## Exercise
Reproduce the listing below line for line, without changing a single character.

## Stored rows
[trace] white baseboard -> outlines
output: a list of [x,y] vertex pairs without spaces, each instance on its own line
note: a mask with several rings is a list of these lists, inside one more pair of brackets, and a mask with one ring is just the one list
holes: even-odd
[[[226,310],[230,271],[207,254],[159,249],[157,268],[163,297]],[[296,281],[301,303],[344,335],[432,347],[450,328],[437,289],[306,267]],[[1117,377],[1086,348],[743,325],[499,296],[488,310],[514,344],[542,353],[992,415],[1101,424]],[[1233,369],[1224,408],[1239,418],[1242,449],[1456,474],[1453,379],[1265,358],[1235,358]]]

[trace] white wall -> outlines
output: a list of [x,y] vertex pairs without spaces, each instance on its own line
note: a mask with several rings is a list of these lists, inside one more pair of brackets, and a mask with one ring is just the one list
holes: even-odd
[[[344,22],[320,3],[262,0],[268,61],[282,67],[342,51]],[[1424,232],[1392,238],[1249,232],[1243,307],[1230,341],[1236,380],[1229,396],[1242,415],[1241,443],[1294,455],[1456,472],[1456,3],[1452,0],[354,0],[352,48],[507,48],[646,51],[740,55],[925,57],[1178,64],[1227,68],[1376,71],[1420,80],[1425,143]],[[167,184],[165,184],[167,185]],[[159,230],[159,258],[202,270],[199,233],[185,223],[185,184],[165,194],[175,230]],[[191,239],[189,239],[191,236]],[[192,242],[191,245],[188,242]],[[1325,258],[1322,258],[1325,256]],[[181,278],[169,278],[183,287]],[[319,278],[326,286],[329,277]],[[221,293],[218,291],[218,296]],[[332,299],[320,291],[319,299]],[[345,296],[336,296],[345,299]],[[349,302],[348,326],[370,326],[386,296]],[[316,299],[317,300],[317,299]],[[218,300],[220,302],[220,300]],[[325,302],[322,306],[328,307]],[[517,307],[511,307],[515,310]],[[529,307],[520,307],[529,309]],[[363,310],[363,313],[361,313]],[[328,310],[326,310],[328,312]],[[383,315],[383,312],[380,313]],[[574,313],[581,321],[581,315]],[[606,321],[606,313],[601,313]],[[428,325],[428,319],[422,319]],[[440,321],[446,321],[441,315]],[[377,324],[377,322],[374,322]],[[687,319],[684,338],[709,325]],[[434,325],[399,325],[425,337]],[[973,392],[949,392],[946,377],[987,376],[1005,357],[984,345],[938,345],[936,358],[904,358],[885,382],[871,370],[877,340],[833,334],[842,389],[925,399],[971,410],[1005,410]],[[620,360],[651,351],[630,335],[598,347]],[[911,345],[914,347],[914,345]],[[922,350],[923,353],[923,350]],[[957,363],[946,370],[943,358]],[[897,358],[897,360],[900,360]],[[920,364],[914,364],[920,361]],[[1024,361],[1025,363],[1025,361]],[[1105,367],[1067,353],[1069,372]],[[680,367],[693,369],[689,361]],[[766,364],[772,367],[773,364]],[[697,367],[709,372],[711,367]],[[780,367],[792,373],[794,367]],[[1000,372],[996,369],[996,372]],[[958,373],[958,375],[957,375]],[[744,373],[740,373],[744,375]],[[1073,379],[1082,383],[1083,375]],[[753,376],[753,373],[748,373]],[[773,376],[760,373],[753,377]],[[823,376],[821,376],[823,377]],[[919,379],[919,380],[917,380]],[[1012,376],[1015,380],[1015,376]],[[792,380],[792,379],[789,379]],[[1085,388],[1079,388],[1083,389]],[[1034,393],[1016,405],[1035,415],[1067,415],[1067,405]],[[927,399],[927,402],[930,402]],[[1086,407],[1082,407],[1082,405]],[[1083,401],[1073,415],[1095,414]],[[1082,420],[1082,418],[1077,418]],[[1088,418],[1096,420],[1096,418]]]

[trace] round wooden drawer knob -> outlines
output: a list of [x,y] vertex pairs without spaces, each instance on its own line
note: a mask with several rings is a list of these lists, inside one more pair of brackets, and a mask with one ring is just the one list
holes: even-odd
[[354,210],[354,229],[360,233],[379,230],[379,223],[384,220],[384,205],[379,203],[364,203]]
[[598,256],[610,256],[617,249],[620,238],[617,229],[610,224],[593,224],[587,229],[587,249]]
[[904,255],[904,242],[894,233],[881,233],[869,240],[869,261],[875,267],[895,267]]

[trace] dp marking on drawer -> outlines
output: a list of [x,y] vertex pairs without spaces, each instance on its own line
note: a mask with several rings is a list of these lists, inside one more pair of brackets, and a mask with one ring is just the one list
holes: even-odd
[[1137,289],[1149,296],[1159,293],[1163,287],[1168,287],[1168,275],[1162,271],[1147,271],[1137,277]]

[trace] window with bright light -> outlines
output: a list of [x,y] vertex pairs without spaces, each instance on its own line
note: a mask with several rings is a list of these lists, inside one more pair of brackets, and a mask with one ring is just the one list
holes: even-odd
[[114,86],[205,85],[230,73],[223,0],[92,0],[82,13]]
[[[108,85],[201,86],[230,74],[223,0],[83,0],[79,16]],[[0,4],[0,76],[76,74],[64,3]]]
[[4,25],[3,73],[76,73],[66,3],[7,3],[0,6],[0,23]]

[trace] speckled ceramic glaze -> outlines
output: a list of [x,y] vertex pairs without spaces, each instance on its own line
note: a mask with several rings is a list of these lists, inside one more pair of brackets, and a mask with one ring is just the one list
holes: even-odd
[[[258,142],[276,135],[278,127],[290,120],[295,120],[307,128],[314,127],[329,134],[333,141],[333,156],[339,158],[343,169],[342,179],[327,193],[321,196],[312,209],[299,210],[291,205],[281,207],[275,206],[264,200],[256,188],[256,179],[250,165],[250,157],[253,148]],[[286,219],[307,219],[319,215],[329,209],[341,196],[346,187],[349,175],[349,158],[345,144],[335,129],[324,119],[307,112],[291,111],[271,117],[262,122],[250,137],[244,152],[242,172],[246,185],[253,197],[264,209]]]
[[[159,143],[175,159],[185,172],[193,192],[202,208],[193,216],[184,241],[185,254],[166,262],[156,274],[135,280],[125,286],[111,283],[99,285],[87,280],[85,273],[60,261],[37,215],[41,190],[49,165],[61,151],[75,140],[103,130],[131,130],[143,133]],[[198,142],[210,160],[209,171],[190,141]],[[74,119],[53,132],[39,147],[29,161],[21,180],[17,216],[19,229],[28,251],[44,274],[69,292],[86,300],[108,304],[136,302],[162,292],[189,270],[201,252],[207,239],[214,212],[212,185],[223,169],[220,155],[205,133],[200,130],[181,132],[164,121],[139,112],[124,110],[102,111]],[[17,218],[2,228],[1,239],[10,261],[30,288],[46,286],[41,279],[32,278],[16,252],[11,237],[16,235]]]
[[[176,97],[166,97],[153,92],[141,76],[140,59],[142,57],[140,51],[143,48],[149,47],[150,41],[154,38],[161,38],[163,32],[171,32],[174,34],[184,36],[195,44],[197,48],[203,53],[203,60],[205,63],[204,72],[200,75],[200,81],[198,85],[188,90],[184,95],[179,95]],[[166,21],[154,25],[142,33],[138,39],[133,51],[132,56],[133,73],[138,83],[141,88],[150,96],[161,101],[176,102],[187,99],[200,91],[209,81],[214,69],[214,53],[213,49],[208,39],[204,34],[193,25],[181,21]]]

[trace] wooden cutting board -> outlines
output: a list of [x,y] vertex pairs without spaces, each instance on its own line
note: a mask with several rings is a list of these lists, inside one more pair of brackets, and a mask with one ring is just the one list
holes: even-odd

## Worked answer
[trace] white baseboard -> outlines
output: a list of [x,y] vertex pairs without spaces, each instance on its own line
note: a mask with several rings is a list of these lists, inside one more pair of brackets, and a mask with one ring is just the one list
holes: even-odd
[[[226,310],[230,271],[207,254],[159,249],[157,268],[163,297]],[[296,281],[301,303],[344,335],[432,347],[450,328],[437,289],[306,267]],[[1117,377],[1086,348],[743,325],[499,296],[488,310],[514,344],[542,353],[992,415],[1101,424]],[[1233,369],[1224,408],[1239,418],[1242,449],[1456,474],[1453,379],[1265,358],[1235,358]]]

[trace] white wall -> outlines
output: a list of [x,y] vertex pairs without spaces, each instance on its own line
note: a mask with several rings is a list of these lists, inside one more pair of brackets, and a mask with one ring is just the one list
holes: even-odd
[[[344,22],[320,3],[262,0],[268,61],[282,67],[342,51]],[[1424,232],[1392,238],[1249,232],[1243,307],[1230,341],[1236,380],[1229,396],[1242,415],[1241,443],[1294,455],[1456,472],[1456,3],[1452,0],[354,0],[352,48],[507,48],[646,51],[740,55],[925,57],[1178,64],[1227,68],[1376,71],[1420,80],[1425,143]],[[167,184],[165,184],[167,185]],[[159,230],[159,258],[202,270],[199,233],[185,223],[185,184],[165,194],[175,230]],[[191,239],[189,239],[191,236]],[[192,242],[191,245],[188,242]],[[1325,258],[1322,258],[1325,256]],[[181,278],[169,278],[183,287]],[[319,278],[326,286],[329,277]],[[221,293],[218,291],[218,296]],[[332,299],[320,291],[319,299]],[[345,296],[336,296],[345,299]],[[349,302],[348,326],[370,326],[386,296]],[[316,299],[317,300],[317,299]],[[218,300],[220,302],[220,300]],[[325,302],[322,306],[328,307]],[[517,307],[511,307],[515,310]],[[529,307],[520,307],[529,309]],[[363,310],[363,313],[361,313]],[[328,310],[326,310],[328,312]],[[383,315],[383,312],[380,313]],[[574,313],[581,321],[581,315]],[[606,321],[606,313],[601,313]],[[428,325],[428,319],[422,319]],[[440,321],[446,321],[441,315]],[[377,324],[377,322],[374,322]],[[687,319],[684,338],[709,325]],[[434,325],[399,325],[425,337]],[[973,392],[949,392],[946,377],[987,376],[1005,357],[984,345],[938,345],[936,358],[904,358],[885,382],[871,370],[877,340],[833,334],[842,389],[925,399],[971,410],[1005,410]],[[620,360],[651,351],[630,335],[598,347]],[[911,345],[914,347],[914,345]],[[922,350],[923,353],[923,350]],[[957,363],[946,370],[943,358]],[[897,358],[897,360],[900,360]],[[920,364],[914,364],[920,361]],[[1024,361],[1025,363],[1025,361]],[[1105,367],[1067,353],[1069,372]],[[680,367],[693,369],[689,361]],[[766,364],[772,367],[773,364]],[[697,367],[709,372],[711,367]],[[780,367],[792,373],[794,367]],[[1000,372],[996,369],[996,372]],[[958,373],[958,375],[957,375]],[[744,373],[740,373],[744,375]],[[1073,379],[1082,383],[1083,375]],[[753,376],[753,373],[748,373]],[[773,376],[760,373],[753,377]],[[823,376],[821,376],[823,377]],[[919,379],[919,380],[917,380]],[[1012,376],[1015,380],[1015,376]],[[792,380],[792,379],[789,379]],[[1085,388],[1079,388],[1083,389]],[[1034,393],[1016,405],[1035,415],[1067,415],[1067,405]],[[927,399],[927,402],[930,402]],[[1086,407],[1082,407],[1082,405]],[[1083,401],[1073,415],[1095,414]],[[1082,420],[1082,418],[1077,418]],[[1088,418],[1096,420],[1096,418]]]

[trace] round wooden drawer knob -> outlines
output: a list of [x,y] vertex pairs without spaces, each instance on its own line
note: a mask with several rings is a list of these lists, inside one more pair of brackets, and a mask with one ring is just the one list
holes: even-odd
[[354,210],[354,229],[360,233],[379,230],[379,223],[384,220],[384,205],[379,203],[364,203]]
[[598,256],[610,256],[617,249],[620,238],[617,229],[610,224],[593,224],[587,229],[587,249]]
[[904,255],[904,242],[894,233],[881,233],[869,240],[869,261],[875,267],[895,267]]

[trace] dp marking on drawer -> outlines
output: a list of [x,y] vertex pairs without spaces, each instance on its own line
note: a mask with several rings is a list of these lists, inside one more pair of brackets, and a mask with one ring is just the one list
holes: even-odd
[[1137,289],[1149,296],[1159,293],[1163,287],[1168,287],[1168,275],[1162,271],[1147,271],[1137,277]]

[trace] window with bright light -> outlines
output: a list of [x,y] vertex pairs without spaces, each instance on its own line
note: a mask with several rings is a list of these lists, inside one more pair of brackets, and a mask with one ring is just the one list
holes: even-odd
[[114,86],[205,85],[230,73],[223,0],[92,0],[82,13]]
[[[108,85],[201,86],[230,74],[223,0],[83,0],[79,16]],[[0,4],[0,76],[76,74],[64,3]]]
[[4,25],[3,73],[76,73],[66,3],[7,3],[0,6],[0,23]]

[trace] speckled ceramic glaze -> outlines
output: a list of [x,y] vertex pairs without spaces, each instance on its own line
note: a mask with several rings is a list of these lists, inside one more pair of brackets, and a mask with one ring is just the one list
holes: even-odd
[[[258,142],[276,135],[278,127],[290,120],[295,120],[307,128],[314,127],[329,134],[333,141],[333,156],[339,158],[343,169],[342,179],[327,193],[321,196],[312,209],[299,210],[291,205],[281,207],[275,206],[264,200],[256,188],[256,179],[250,165],[250,157],[253,148]],[[286,219],[307,219],[319,215],[329,209],[341,196],[346,187],[349,175],[349,158],[345,144],[335,129],[324,119],[307,112],[291,111],[271,117],[262,122],[250,137],[244,152],[242,172],[246,185],[253,197],[264,209]]]
[[[159,143],[175,159],[185,172],[193,192],[202,208],[193,216],[184,241],[185,254],[166,262],[156,274],[135,280],[125,286],[111,283],[99,285],[87,280],[85,273],[60,261],[37,215],[41,190],[49,165],[61,151],[75,140],[103,130],[131,130],[143,133]],[[198,142],[210,160],[209,171],[190,141]],[[74,119],[53,132],[39,147],[29,161],[21,180],[17,216],[19,229],[28,251],[44,274],[69,292],[86,300],[108,304],[136,302],[162,292],[189,270],[201,252],[207,239],[214,212],[212,185],[223,169],[220,155],[205,133],[200,130],[181,132],[164,121],[139,112],[124,110],[102,111]],[[17,218],[2,228],[1,239],[10,261],[30,288],[46,286],[41,279],[32,278],[16,252],[11,237],[16,235]]]
[[[176,97],[166,97],[153,92],[141,76],[140,59],[142,57],[140,51],[143,48],[149,47],[150,41],[154,38],[161,38],[163,32],[171,32],[174,34],[184,36],[195,44],[197,48],[203,53],[203,60],[205,63],[204,72],[200,75],[200,81],[198,85],[188,90],[184,95],[179,95]],[[166,21],[154,25],[142,33],[138,39],[133,51],[132,56],[133,73],[138,83],[141,88],[150,96],[161,101],[176,102],[187,99],[200,91],[209,81],[214,69],[214,53],[213,49],[208,39],[204,34],[193,25],[181,21]]]

[trace] wooden cutting board -> outlines
output: a list of [x,y] vertex pairs without spaces, each instance on its own line
note: a mask with several rings is a list of these lists, inside one more pair of brackets, and a mask with one ring is just the one list
holes: even-odd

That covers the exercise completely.